▸ **About this task**
All of the data below must be repeated exactly.

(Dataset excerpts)
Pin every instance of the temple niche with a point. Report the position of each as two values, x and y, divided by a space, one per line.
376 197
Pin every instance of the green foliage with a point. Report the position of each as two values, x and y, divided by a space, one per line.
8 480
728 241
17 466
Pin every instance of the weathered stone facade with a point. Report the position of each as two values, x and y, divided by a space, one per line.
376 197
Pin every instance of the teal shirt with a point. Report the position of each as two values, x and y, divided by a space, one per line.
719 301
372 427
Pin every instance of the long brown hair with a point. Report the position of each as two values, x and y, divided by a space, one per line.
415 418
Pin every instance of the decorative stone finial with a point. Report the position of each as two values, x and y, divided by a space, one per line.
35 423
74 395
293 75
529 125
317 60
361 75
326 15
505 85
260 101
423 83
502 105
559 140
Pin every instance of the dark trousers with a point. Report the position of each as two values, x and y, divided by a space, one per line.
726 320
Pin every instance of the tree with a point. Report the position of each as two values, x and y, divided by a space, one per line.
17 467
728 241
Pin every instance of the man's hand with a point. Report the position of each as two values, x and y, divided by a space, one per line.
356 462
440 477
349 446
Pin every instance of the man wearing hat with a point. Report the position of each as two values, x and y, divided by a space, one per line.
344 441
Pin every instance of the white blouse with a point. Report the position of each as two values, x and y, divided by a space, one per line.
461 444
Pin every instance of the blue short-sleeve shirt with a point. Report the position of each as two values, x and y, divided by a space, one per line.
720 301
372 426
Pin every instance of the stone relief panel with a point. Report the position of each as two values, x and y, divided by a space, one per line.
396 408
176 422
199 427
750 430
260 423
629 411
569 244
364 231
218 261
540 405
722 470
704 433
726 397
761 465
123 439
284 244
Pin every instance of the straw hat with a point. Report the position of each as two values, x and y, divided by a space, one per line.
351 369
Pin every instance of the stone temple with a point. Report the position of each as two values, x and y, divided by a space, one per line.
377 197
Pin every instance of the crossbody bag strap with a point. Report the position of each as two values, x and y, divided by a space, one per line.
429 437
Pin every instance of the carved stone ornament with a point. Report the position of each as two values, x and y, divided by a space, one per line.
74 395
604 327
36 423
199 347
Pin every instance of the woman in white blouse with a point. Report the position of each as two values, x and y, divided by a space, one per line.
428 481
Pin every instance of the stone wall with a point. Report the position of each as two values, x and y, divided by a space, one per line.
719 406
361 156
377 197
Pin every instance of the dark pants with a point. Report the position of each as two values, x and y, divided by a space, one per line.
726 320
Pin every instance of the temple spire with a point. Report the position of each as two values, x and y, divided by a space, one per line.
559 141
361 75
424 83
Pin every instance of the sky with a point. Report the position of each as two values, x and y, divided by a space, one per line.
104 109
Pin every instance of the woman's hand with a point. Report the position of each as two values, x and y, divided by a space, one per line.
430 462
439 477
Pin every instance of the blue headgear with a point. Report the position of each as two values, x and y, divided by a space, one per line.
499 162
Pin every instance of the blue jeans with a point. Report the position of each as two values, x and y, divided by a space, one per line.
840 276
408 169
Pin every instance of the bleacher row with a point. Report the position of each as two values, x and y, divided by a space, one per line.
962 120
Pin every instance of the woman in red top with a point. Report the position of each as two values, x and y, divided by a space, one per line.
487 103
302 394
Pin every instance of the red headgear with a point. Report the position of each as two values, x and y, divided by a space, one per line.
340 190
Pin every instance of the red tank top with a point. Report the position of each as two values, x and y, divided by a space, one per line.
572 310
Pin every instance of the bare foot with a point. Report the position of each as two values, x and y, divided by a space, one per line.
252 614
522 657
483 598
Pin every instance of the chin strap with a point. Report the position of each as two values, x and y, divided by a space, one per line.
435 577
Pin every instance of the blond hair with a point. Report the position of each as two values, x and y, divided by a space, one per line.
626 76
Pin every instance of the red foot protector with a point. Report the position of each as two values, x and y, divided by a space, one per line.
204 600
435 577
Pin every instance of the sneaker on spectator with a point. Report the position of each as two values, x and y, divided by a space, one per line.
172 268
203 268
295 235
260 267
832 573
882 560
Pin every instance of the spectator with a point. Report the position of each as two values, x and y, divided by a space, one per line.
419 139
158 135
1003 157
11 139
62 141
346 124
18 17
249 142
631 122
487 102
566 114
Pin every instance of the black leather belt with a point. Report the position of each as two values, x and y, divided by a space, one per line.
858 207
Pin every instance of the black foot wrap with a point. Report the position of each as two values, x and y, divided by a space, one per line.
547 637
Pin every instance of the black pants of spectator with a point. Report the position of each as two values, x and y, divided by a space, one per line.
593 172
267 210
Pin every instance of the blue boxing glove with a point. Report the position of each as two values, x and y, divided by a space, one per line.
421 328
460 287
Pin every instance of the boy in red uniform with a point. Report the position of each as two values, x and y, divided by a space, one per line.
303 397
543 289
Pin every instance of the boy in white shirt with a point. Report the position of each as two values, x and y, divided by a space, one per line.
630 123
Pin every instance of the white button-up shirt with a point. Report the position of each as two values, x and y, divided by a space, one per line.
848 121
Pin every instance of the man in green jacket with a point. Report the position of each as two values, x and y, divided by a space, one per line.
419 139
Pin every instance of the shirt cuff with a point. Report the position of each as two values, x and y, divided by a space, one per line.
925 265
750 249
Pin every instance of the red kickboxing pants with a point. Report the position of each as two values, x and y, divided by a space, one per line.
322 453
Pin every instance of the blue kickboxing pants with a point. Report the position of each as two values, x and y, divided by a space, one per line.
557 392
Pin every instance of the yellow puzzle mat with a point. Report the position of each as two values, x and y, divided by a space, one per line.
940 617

▸ **Your response**
Pin every instance of the temple niche with a point. Report the position of each as two values, x and y, divided by a space, one per line.
376 197
Pin every instance of the green foliage with a point. Report the position of each as two values, x and y, divided by a space, one per line.
8 480
728 241
17 466
Pin every instance of the weathered stone facade with a point. Report the position of each as two values, x and y, divided by a space, one per line.
376 197
Pin every instance of the teal shirt with a point. Report the position of each as two values, x and y, divided by a space, one per line.
719 301
372 427
Pin every instance of the long brown hair with a point. Report the position of each as two values, x and y, divided by a space, one per line.
415 418
Pin every instance of the decorative stone finial with a point. Report the position of each as two values, x and y, divided by a space, one per line.
35 423
74 395
293 75
529 125
317 60
361 75
326 15
505 85
260 101
423 83
502 105
559 140
Pin every instance of the dark trousers with a point. Report the position of each as two values, x and y, divided by a space, one per line.
726 320
Pin every instance of the tree with a point. Report the position of each as two values, x and y, divided by a space, one per line.
17 467
728 241
Pin every instance of the man's hand with a point. Report the position of each as two values, x and y, divided by a space, one per line.
356 462
440 477
349 446
Pin every instance of the man wearing hat with a point. Report the position of each as two values, x and y, divided by a space, one per line.
344 441
Pin every instance of the white blouse with a point. Report the position of each as two values, x and y, divided by a space, one per line.
461 444
Pin every instance of the blue short-sleeve shirt with a point. Report the position of each as two values, x and y, divided by a space, one per line.
720 301
372 426
Pin every instance of the stone relief panel with a point. Report the position of each as two values, x and y, divided by a space, one per line.
396 408
176 422
199 427
750 430
260 423
629 411
569 244
364 231
218 261
540 405
722 470
704 433
726 397
761 465
123 439
284 244
Pin every instance of the straw hat with a point. Report the position of each as two values, x and y, divided by a space, one per line.
351 369
Pin every instance of the stone temple with a point. Report the position of each as two values, x and y, divided by a space, one per line.
377 197
Pin every instance of the crossbody bag strap with a point. Report the position of each as two values, x and y, divided by a space, one per line.
429 437
Pin every instance of the carved stone ornament with a point. Report the position of each as two values, x and y, divided by a space, one per line.
74 395
604 327
36 423
199 347
Pin every instance of the woman in white blouse with a point. Report the position of each as two values, x and y, divided by a space, one per line.
428 481
Pin every instance of the stone wall with a point. Report the position of each as two values, x and y, divided by a space, one per line.
719 406
361 156
377 197
Pin every instance of the dark pants with a point. Report the position of each as two values, x and y, divided by a space, one per line.
726 320
Pin every instance of the temple spire with a point. Report the position of each as two values, x and y, divided by a space, one per line.
559 141
361 75
424 83
Pin every instance of the sky with a point. Report the position of each as two values, x and y, divided by a space, one per line.
104 109
Pin every instance of the woman's hand with a point. Report the position of each as two values, x and y, divided by a space, one per line.
430 462
439 477
Pin every instance of the blue headgear with a point. Report the position of each as two values, x and y, divided by a space, one per line.
499 162
Pin every instance of the blue jeans with a point. Report the position of each as two values, x and y, divided by a space, one per line.
840 276
408 169
Pin every instance of the bleacher row with a point. Report the position of each as two values, x and y, divided by a space, one per line.
962 120
Pin every instance of the woman in red top with a point. Report the position of each as two values, x and y, divided by a space, one per line.
487 103
302 394
Pin every instance of the red headgear with a point. Report the position of each as two values, x and y, divided by a space, one per line.
340 190
Pin every instance of the red tank top with a point. Report the position of each as two values, x and y, divided by a space, one per line.
572 310
Pin every instance of the bare foot with a point. Report the position of each as two values, x and y, divided by a space, one per line.
252 614
522 657
483 598
Pin every instance of the chin strap with a point. Report the position of each as two values, x and y, divided by a space, one per line.
435 577
Pin every instance of the blond hair with a point. Report the position of each as two values, x and y, divided by a space, one per line.
626 76
Pin every instance of the red foot protector with a point. Report the position of each as two values, x and y, divided by a space, one per line.
204 600
435 577
Pin every instance of the sneaker on spectator with a point. Report the position of each as two values, x and y, divided by a space, one per line.
172 268
203 268
295 235
260 267
832 573
882 560
Pin every instance of the spectator with a point. Report the position of each as two values, x and y, divided by a space, one per line.
419 139
158 135
1003 157
11 139
62 141
346 124
18 17
249 142
631 122
487 102
566 114
Pin every instance of the black leather belt with a point. Report the position of each as two values, x and y, divided by a space, one per line.
858 207
Pin every instance of the black foot wrap with a point. Report the position of each as two values, x and y, divided by a space, one per line.
547 637
Pin every instance of the black pants of spectator with a point. Report the position of each as two values, x and y, divided by a space, one per line.
593 172
267 210
Pin every instance of the blue boxing glove with a point. Report the position of each as two values, x and y, divided by a space, one per line.
421 328
460 287
Pin every instance of the boy in red uniform with a point. Report the position of each as two values, x and y, divided by a space, one per line.
303 397
543 289
Pin every instance of the boy in white shirt with a point. Report the position of each as two values, x and y, divided by a space, one per line.
630 123
Pin every instance of the white button-up shirt with a point. Report the position of each as two values, x and y, divided by a space, one per line.
848 121
Pin every instance of the man in green jacket with a point. Report the position of each as two values, x and y, divided by a space, one per line.
419 139
Pin every instance of the shirt cuff with a point. Report the position of each as two values, x and y, divided by a space, one per line.
925 265
750 249
Pin every instance of the red kickboxing pants with a point. Report the position of each as two values, x and y, divided by a space, one per line.
322 453
Pin every instance of the blue kickboxing pants with a point. Report the position of each as two values, x and y, divided by a space, one per line.
557 392
Pin every instance of the yellow puzzle mat with a point. Report the position of each as two values, x and y, divided by a space, one per line.
940 617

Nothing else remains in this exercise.